**Exercise material:**
++++++
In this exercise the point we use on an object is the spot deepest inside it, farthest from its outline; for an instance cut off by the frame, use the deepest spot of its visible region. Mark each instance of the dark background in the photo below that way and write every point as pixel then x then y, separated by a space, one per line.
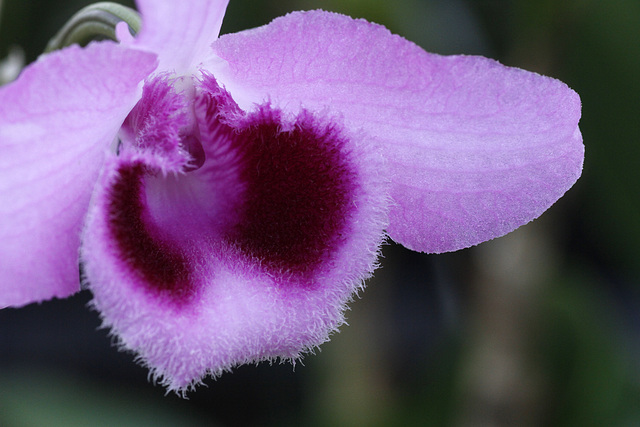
pixel 539 328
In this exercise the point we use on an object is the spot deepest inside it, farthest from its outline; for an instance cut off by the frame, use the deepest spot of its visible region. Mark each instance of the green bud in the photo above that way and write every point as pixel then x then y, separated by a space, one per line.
pixel 94 22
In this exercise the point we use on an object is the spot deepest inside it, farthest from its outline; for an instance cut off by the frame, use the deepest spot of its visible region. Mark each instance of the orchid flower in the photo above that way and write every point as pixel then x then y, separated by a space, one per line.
pixel 225 197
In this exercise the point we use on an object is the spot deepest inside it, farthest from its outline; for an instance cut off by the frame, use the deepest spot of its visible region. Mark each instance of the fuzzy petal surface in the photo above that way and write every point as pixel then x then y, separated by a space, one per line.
pixel 475 149
pixel 180 33
pixel 253 255
pixel 56 122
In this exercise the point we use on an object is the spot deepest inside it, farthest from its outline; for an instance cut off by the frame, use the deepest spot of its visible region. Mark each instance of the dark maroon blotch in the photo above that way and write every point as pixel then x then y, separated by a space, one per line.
pixel 162 268
pixel 299 185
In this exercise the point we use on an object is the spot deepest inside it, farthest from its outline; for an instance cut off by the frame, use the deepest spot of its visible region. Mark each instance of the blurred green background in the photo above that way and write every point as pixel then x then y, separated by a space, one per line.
pixel 539 328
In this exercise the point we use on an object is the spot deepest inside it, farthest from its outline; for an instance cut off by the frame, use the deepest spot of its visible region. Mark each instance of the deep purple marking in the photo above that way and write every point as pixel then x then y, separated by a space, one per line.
pixel 163 269
pixel 299 185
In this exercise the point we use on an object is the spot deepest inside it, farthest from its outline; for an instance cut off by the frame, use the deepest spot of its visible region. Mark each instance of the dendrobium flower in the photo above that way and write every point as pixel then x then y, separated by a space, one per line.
pixel 226 196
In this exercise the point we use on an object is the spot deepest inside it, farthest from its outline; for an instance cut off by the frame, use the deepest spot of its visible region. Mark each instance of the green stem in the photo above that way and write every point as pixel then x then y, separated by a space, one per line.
pixel 94 22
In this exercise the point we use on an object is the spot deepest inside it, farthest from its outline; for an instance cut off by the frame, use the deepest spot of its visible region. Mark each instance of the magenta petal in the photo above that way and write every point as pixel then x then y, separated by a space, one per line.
pixel 251 256
pixel 56 122
pixel 180 33
pixel 475 148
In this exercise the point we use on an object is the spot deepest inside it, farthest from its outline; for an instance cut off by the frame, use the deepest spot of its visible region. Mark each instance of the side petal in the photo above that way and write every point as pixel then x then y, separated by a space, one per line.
pixel 251 257
pixel 180 33
pixel 56 122
pixel 476 149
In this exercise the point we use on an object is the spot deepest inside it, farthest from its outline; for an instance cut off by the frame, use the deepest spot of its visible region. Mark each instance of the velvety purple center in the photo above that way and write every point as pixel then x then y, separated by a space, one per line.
pixel 275 193
pixel 157 263
pixel 297 195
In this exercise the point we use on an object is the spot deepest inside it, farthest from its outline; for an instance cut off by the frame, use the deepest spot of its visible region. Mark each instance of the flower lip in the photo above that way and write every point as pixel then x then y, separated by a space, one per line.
pixel 296 182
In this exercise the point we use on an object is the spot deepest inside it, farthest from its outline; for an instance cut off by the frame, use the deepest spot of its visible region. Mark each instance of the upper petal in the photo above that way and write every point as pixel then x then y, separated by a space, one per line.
pixel 56 122
pixel 476 149
pixel 180 33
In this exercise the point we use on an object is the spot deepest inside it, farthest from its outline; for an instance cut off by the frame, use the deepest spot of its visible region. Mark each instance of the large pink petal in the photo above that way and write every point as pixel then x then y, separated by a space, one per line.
pixel 180 33
pixel 56 122
pixel 476 149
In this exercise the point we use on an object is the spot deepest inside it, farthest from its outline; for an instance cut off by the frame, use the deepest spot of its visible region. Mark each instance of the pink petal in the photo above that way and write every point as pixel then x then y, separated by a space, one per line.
pixel 180 33
pixel 56 122
pixel 475 149
pixel 250 257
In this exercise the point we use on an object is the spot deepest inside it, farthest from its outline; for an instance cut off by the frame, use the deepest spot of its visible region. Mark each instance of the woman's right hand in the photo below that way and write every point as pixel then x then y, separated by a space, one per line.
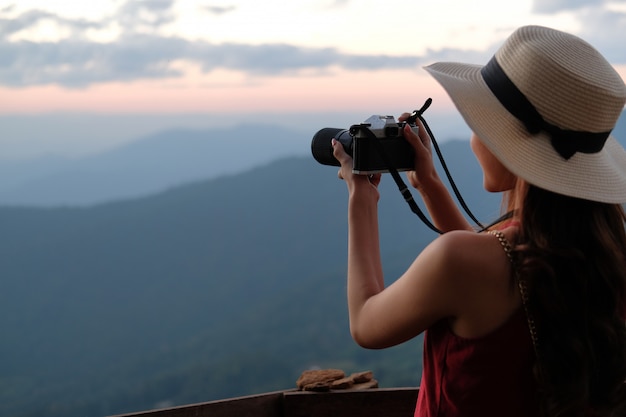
pixel 424 170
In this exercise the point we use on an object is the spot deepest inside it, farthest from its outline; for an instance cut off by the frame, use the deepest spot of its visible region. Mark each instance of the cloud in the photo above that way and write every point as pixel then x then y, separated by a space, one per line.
pixel 142 52
pixel 80 63
pixel 555 6
pixel 219 10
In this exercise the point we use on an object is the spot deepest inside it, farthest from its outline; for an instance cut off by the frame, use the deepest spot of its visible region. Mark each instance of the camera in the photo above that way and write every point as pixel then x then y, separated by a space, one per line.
pixel 373 144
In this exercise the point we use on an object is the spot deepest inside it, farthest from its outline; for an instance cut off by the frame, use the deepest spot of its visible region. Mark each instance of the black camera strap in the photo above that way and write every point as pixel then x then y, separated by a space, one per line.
pixel 408 197
pixel 404 190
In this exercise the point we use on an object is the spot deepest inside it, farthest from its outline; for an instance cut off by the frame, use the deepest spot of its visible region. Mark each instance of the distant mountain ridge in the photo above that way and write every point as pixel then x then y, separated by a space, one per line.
pixel 210 290
pixel 155 163
pixel 146 166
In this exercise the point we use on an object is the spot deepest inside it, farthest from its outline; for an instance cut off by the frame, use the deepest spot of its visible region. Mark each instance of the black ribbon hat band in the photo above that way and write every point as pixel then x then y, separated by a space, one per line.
pixel 565 142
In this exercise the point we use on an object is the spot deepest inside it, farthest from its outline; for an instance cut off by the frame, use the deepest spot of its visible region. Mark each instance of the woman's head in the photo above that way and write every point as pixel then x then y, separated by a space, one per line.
pixel 544 106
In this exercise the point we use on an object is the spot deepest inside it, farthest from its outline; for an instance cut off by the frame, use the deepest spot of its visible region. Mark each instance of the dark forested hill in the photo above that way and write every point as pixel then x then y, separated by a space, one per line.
pixel 211 290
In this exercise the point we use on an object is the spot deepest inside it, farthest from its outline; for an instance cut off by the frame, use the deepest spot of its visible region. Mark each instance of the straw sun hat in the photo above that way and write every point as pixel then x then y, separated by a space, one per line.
pixel 545 106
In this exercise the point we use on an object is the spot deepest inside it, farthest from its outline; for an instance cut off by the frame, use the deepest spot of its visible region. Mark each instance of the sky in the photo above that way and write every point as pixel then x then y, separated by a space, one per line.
pixel 80 76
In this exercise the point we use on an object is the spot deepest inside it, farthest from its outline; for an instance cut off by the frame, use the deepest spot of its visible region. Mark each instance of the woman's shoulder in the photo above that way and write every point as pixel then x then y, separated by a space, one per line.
pixel 467 253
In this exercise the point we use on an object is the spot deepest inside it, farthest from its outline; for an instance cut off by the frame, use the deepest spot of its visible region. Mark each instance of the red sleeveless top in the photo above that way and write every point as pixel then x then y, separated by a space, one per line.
pixel 486 376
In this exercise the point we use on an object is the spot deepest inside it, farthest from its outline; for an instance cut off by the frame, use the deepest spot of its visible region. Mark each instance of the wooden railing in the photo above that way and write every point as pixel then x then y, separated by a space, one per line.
pixel 387 402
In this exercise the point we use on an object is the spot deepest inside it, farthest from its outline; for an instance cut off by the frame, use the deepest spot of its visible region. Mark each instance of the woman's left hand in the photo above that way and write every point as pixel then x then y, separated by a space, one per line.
pixel 354 181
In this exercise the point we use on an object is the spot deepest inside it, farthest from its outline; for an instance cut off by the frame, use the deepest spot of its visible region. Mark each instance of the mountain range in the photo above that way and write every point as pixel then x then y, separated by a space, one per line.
pixel 215 288
pixel 209 290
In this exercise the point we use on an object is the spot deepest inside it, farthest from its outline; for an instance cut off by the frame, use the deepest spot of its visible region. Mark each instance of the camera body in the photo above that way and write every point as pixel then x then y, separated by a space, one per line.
pixel 360 142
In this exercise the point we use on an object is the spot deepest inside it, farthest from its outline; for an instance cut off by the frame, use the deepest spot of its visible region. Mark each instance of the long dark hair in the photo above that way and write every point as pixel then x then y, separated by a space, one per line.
pixel 572 254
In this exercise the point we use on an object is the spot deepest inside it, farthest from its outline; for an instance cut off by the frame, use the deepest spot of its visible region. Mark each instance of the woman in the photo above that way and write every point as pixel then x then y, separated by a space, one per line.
pixel 526 319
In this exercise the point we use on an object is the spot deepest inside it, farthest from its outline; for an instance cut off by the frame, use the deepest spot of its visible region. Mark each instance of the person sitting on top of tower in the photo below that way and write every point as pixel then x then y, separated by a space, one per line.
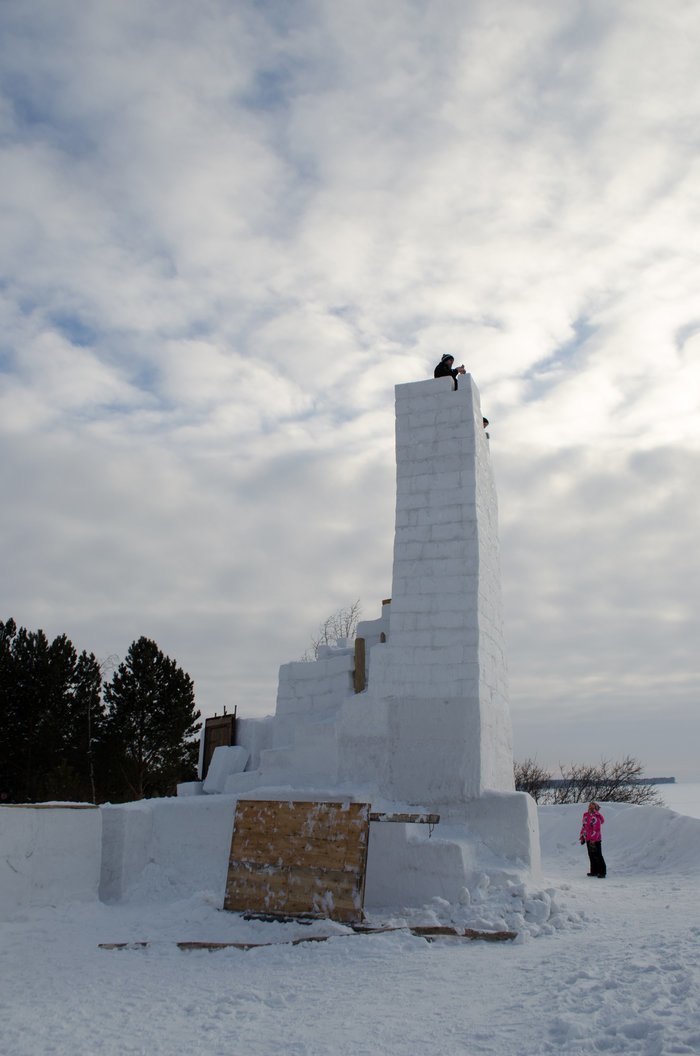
pixel 445 369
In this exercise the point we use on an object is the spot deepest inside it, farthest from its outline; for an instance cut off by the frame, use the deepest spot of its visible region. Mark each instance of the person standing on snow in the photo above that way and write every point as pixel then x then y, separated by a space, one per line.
pixel 590 835
pixel 445 369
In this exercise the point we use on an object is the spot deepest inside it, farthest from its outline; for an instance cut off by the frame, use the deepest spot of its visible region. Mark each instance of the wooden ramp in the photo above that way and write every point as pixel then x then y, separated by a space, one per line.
pixel 299 859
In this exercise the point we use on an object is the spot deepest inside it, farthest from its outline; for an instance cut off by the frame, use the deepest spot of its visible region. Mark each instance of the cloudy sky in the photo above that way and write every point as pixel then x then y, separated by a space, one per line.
pixel 229 227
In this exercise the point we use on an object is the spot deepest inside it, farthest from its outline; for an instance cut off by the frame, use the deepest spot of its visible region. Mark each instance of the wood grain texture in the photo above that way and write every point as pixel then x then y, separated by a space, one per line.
pixel 298 859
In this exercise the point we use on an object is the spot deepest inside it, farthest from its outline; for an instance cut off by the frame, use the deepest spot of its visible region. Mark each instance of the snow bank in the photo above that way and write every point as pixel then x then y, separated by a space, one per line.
pixel 51 855
pixel 636 838
pixel 166 848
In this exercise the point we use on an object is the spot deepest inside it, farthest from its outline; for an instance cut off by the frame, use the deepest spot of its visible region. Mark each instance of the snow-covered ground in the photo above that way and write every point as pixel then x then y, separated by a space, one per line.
pixel 619 970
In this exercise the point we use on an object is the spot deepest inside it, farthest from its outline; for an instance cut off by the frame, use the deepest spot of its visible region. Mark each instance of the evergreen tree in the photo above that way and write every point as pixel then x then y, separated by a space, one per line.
pixel 51 713
pixel 150 724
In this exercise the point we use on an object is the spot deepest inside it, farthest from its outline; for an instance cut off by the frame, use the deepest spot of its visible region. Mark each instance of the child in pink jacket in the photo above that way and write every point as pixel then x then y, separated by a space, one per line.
pixel 590 835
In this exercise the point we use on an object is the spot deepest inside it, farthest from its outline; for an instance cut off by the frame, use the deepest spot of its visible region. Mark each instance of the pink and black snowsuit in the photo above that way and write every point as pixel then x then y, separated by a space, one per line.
pixel 590 832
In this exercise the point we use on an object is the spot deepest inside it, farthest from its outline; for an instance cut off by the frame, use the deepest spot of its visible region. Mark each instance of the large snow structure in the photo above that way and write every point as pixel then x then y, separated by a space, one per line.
pixel 431 732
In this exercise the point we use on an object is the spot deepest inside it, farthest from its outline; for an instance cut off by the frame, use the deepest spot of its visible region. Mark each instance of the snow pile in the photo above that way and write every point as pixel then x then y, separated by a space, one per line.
pixel 623 978
pixel 636 840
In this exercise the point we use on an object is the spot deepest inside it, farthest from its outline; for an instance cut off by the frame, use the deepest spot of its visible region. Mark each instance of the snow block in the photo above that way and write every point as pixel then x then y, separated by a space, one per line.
pixel 227 759
pixel 51 855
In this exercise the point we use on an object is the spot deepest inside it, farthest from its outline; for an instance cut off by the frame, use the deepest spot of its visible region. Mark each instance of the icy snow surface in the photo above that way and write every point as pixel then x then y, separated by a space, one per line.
pixel 615 968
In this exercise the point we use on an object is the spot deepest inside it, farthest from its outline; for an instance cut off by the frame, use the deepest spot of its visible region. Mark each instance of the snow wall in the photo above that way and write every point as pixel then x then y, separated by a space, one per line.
pixel 162 850
pixel 50 854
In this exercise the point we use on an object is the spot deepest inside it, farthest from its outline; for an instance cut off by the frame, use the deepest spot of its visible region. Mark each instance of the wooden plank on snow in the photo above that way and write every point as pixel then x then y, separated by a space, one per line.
pixel 298 859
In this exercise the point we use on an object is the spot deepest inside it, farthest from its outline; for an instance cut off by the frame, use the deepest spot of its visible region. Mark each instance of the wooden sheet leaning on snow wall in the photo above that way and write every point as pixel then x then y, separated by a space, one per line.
pixel 299 859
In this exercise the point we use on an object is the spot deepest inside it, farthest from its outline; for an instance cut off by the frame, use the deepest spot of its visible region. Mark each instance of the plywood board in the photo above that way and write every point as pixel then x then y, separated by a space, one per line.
pixel 299 859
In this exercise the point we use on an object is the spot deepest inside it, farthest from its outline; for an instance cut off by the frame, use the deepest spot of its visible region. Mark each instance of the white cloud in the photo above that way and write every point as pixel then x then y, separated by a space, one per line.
pixel 229 230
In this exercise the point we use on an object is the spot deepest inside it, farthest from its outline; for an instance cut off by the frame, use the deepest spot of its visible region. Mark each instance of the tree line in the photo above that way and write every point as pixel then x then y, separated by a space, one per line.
pixel 65 733
pixel 620 780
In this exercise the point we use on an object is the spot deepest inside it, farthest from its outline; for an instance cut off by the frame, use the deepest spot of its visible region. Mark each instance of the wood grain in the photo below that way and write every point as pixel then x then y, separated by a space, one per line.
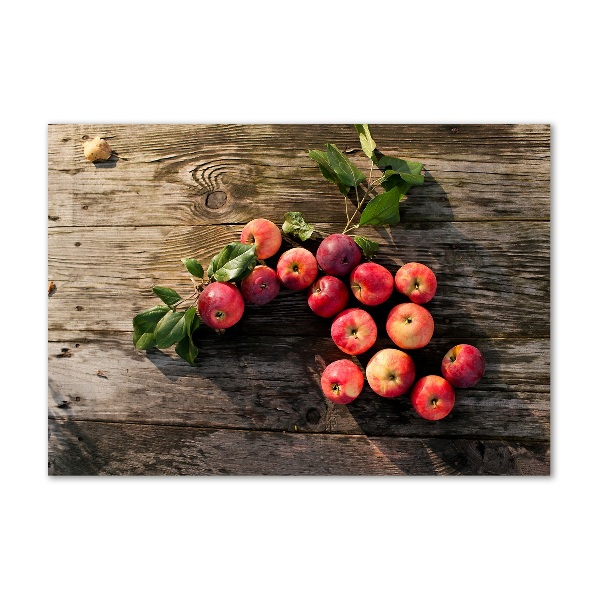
++++++
**Your objective:**
Copy word for word the stretch of the items above from the line containing "the woman's left" through the line containing "pixel 354 181".

**Worked answer:**
In this exercise the point we use on an object is the spot deepest inside it, farthest from its outline; for an instance cut off by the frame, use the deepest spot of its visible region. Mark each instance of the woman's left hand in the photo above that way and write every point as pixel then x then y, separated by a space, one per line.
pixel 354 181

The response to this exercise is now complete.